## DOCUMENT PASSAGE
"""

What is valuable, is to understand how much the ideas and experiences that underlie mental health (not the illness itself but the ideas and reactions to them that can lead to mental health issues), are natural, universal and are how you are ‘meant’ to feel. It’s the problems people have coming to terms with their own ‘normal’ experiences (the fact that you have behaved in a weak, cowardly, insincere, dishonest, spiteful or maybe downright vicious manner, for example) that causes trouble. So, anxiety disorders are effectively anxiety about feeling anxious, OCD is an attempt to ward off frightening ideas in your own head and depression is an exaggerated feeling of worthlessness in reaction to the unpleasant and difficult ideas and emotions people find inside themselves. Everybody thinks and does shitty things from time to time. It’s OK, you can do better.
Less stigma about mental illness isn’t really the priority – people should be motivated to avoid mental illness,[v] it is miserable, people should try very hard to keep things together – what is needed more is better understanding of other people’s predicaments, a better sense of shared experience. There shouldn’t be any stigma about the ideas to do with the self that underlie mental health but succumbing to those ideas to the point that you can’t function properly because you’re so overwhelmed with anxiety, aggression and self-hatred, obviously isn’t a good thing. Removing stigma around those universal ideas about the self, making it easier for people to recognise them in themselves and other people, is a good way of helping people to avoid succumbing to them.

"""

## TASKS TO COMPLETE
1. For each statement, say yes or no according to the passage on mental health, and quote the words of the passage that decide it.
(a) OCD is described as an attempt to ward off frightening ideas in one's own head.
(b) Less stigma about mental illness is named as the main priority.
(c) People should be motivated to avoid mental illness.
2. What does the passage on mental health say anxiety disorders effectively are?
The listing isn't needed for this work.

## DATASET SECTION
"""

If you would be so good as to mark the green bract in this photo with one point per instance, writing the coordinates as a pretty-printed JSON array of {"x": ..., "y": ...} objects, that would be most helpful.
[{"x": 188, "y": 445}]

"""

## ANSWER LIST
1.
(a) Yes: "OCD is an attempt to ward off frightening ideas in your own head"
(b) No: "Less stigma about mental illness isn’t really the priority"
(c) Yes: "people should be motivated to avoid mental illness"

2. Anxiety about feeling anxious.